INSTRUCTIONS FOR THE TASK =
If a line in the records below holds the word "clicks", copy it.

RECORDS TO PROCESS =
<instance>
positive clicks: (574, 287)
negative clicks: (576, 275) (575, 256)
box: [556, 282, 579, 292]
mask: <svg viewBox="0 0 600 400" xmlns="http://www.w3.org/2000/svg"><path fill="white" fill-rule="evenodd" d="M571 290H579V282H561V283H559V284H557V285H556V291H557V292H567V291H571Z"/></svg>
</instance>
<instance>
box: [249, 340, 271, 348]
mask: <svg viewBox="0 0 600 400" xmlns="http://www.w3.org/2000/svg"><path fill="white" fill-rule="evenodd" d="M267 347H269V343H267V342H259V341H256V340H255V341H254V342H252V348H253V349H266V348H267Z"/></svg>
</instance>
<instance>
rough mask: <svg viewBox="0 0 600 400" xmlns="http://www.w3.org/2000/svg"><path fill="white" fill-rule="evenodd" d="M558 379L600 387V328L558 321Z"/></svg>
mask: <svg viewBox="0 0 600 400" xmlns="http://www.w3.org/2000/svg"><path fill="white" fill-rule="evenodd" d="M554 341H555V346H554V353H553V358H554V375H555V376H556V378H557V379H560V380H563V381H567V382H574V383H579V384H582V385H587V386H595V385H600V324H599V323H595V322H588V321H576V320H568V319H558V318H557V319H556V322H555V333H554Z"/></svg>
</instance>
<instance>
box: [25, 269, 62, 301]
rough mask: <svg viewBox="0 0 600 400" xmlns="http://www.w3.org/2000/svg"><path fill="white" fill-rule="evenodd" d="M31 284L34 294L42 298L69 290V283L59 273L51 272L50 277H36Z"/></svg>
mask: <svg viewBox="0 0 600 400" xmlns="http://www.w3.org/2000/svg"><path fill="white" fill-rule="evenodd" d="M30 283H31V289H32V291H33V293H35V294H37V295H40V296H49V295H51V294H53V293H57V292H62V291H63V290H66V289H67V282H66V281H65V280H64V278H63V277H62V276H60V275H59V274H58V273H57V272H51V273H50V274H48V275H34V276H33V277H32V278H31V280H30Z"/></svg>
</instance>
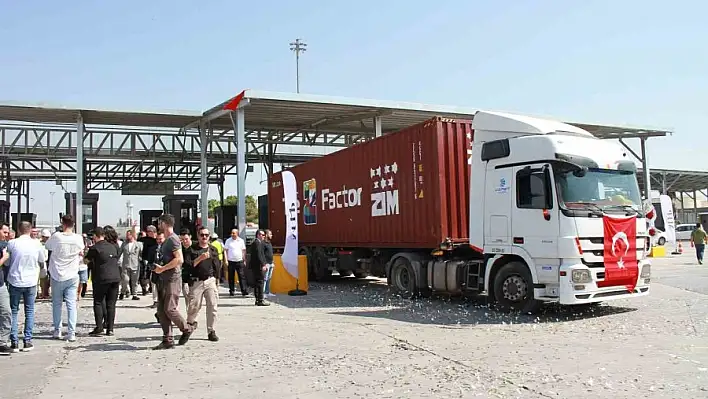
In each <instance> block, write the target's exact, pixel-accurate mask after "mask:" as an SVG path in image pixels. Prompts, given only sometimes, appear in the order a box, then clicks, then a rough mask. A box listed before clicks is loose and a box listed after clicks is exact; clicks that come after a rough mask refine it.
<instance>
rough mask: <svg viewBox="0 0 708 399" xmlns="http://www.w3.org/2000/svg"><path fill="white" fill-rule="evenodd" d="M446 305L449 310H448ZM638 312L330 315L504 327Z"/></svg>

ANSWER BELOW =
positive clicks: (574, 287)
negative clicks: (576, 275) (575, 256)
In each <instance> block, write the target's exact, pixel-accurate mask after "mask:" as an SVG path in image pixels. Prompts, given only sometimes, appear in the order a box, then clicks, then a rough mask. A box listed before clicks is loose and a box listed after clicks is exact; clicks that come after a rough mask refine it.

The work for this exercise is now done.